▶ [Page extract]:
◇ ◇ ◇ ◇

This site has begun just as my own memo. Refer to the specific OFFICAL documentations or other resources and utilize this at your own risk. ABSOLUTELY NO WARRANTY. |
What daemons are watched and how they are treated are governed via the main configuration file /etc/monitrc. Most things are so clearly described in MONIT's default sample that I don't think every detail needs to be mentioned. So here I explain only the rather complicated matters that bothered me before. Do note that monitrc must be readable/writable only by its owner, which usually means root:root 600 becuase it is root that usually be in charge of this kind of work.
set logfile /var/log/monit
in the case above, logs are written by monit itself to /var/log/monit. On the other hand;
set logfile syslog facility log_local1
will be more appropriate, with which monit just hand over the messages to syslog daemon and the latter is in charge of actual output. Facility argument should not be something like 'LOCAL1'
but should be `log_something'.
To get messages actually be logged, you should add a line to syslog.conf according to monitrc, Say `facility log_local1' was declared in monitrc, you can have monit logs written to /var/log/monit by adding the line below to syslog.conf;
local1.* /var/log/monit
Note that the log file will grow endlessly unless you setup logrotate or some sort.
The global mail-format setting defines the default which will applied to every service unless it has its own. Among some other directives, definitions in each individual service block overrides the global defaults. We can use certain variables in mail-format. They are;
$EVENT | Event which triggered the alert. `checksum failed', `connection failed', `timeout', `does not exist' and so on |
$SERVICE | Service name defined in monitrc |
$DATE | Date and time when the event happened |
$HOST | Name of host on which MONIT is running |
$ACTION | The action MONIT took on the event. One of alert, monitor, unmonitor, start, stop, restart, exec |
$DESCRIPTION | Description of the error condition |
Example;
from: monit@host1.hoge.cxm subject: $SERVICE $ACTION on $HOST message: Action:$ACTION taken because $DESCRIPTION Date: $DATE Host: $HOST Event: $EVENT
A space just after `from:', 'subject:' and `message:' are ignored, while the remains of 'message:' part will be sent as is, including spaces, tabs and linefeeds.

◇ ◇ ◇ ◇

▶ [Written instruction]:
For each statement, say yes or no to whether it agrees with the MONIT configuration notes, and quote the words from the notes that settle it.
(a) The monitrc file should be readable and writable only by its owner.
(b) With the line "set logfile /var/log/monit", monit passes its messages to the syslog daemon for output.
(c) The $HOST variable holds the name of the host on which MONIT is running.
The material has no connection to the MONIT configuration notes.

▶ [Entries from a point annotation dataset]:
◇ ◇ ◇ ◇

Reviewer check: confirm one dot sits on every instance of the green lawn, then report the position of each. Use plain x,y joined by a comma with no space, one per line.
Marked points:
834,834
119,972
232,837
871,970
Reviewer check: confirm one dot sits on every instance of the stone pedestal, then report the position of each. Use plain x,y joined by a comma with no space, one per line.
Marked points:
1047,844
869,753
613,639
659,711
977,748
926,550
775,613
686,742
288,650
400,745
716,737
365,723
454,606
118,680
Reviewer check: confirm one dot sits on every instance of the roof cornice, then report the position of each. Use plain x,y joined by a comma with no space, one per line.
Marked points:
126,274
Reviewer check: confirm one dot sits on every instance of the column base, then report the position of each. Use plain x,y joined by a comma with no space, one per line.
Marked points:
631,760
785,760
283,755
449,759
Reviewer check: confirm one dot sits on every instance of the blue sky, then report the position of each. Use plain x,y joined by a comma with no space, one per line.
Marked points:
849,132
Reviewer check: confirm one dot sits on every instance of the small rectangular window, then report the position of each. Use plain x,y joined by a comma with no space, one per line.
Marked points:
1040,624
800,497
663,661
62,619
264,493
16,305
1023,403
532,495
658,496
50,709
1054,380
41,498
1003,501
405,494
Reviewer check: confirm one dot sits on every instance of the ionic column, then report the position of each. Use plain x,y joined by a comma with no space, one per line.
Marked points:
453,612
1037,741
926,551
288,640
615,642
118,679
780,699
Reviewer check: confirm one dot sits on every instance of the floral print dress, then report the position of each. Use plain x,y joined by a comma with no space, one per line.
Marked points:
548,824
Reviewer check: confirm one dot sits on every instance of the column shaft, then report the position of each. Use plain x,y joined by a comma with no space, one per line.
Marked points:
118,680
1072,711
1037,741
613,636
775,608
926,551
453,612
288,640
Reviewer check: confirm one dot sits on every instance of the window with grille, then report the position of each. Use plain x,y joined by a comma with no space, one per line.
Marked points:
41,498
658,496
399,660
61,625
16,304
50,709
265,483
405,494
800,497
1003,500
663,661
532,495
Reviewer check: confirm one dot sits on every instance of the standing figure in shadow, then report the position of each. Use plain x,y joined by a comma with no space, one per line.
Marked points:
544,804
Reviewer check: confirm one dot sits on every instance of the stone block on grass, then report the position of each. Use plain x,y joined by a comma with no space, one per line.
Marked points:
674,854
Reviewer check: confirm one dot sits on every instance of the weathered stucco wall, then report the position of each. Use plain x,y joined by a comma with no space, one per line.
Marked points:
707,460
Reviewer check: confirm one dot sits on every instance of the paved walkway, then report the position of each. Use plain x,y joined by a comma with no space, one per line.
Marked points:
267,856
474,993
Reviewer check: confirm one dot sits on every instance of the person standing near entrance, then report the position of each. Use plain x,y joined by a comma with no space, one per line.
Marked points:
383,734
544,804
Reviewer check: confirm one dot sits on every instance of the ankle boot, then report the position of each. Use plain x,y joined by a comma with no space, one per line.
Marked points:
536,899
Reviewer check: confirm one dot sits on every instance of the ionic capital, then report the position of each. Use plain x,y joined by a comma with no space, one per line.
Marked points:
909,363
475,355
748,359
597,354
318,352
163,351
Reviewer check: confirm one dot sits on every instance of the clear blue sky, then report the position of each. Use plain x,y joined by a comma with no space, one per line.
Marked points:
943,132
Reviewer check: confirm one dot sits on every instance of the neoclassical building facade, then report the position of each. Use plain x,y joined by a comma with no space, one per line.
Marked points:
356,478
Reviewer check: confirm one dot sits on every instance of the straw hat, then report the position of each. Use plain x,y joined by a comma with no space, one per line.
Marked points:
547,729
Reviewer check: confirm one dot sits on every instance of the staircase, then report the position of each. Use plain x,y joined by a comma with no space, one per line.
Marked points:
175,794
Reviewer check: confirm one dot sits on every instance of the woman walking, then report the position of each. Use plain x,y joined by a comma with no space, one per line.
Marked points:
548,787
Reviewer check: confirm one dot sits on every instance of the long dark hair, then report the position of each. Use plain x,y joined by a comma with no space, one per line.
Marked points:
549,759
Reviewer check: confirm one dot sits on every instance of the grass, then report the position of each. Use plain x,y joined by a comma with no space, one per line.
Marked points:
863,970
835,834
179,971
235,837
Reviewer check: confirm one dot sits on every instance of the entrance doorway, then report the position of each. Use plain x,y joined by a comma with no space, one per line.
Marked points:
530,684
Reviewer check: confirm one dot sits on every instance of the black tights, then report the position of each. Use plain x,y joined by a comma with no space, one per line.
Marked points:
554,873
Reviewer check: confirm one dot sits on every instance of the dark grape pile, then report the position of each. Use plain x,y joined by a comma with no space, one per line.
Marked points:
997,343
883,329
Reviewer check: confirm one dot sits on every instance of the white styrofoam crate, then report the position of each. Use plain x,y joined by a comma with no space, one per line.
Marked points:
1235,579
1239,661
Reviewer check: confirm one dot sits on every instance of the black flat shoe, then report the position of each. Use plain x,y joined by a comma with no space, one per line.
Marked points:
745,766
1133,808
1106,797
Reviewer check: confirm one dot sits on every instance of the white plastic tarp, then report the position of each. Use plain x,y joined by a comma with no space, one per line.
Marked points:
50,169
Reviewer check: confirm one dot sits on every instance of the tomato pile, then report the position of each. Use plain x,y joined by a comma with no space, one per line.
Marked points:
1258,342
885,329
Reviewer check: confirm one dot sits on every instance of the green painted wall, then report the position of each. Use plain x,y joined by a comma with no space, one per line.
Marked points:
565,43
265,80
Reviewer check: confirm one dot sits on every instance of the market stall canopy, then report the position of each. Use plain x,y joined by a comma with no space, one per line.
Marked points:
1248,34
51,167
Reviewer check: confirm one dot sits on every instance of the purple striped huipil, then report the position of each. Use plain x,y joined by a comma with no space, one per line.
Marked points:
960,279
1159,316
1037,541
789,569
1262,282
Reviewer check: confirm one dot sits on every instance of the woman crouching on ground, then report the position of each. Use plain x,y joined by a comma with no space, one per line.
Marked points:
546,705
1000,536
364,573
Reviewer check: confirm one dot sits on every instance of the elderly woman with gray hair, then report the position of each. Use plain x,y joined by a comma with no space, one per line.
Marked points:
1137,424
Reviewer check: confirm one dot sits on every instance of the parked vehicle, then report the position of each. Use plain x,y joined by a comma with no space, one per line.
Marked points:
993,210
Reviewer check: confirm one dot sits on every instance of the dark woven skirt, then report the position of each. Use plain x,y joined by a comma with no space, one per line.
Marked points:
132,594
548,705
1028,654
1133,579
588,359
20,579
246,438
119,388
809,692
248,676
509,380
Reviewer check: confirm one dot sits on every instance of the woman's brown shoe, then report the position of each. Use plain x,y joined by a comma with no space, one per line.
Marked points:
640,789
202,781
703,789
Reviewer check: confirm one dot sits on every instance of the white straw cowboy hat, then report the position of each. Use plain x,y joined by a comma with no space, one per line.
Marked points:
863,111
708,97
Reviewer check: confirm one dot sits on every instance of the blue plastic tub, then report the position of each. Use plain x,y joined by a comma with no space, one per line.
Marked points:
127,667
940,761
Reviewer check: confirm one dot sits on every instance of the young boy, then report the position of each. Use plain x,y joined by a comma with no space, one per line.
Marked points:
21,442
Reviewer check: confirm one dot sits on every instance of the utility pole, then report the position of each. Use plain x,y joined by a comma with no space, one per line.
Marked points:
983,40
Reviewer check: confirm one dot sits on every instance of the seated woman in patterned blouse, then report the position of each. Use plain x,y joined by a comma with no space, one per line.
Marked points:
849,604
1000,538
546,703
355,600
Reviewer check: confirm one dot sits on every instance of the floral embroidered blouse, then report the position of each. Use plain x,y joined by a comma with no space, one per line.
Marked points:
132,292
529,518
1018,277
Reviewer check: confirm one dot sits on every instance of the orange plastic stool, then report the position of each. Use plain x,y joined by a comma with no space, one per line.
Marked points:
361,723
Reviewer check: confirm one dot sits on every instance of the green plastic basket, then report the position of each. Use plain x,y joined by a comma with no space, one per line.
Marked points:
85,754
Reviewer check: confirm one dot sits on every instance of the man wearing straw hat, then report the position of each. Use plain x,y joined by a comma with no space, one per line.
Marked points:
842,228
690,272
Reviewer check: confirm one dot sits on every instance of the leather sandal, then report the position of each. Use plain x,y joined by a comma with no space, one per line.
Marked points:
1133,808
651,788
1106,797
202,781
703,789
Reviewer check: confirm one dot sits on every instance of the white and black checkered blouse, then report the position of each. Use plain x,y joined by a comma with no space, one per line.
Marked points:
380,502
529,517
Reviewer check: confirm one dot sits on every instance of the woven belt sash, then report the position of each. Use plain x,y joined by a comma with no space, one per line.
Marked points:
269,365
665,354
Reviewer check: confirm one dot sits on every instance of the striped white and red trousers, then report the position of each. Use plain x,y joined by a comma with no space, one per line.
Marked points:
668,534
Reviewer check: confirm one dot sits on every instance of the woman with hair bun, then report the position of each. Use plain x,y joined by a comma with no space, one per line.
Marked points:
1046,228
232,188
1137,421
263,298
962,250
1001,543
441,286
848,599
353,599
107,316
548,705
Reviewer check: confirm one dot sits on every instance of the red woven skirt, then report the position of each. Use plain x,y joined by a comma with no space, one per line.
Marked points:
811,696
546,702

◇ ◇ ◇ ◇

▶ [The result]:
(a) Yes: "monitrc must be readable/writable only by its owner"
(b) No: "logs are written by monit itself to /var/log/monit"
(c) Yes: "Name of host on which MONIT is running"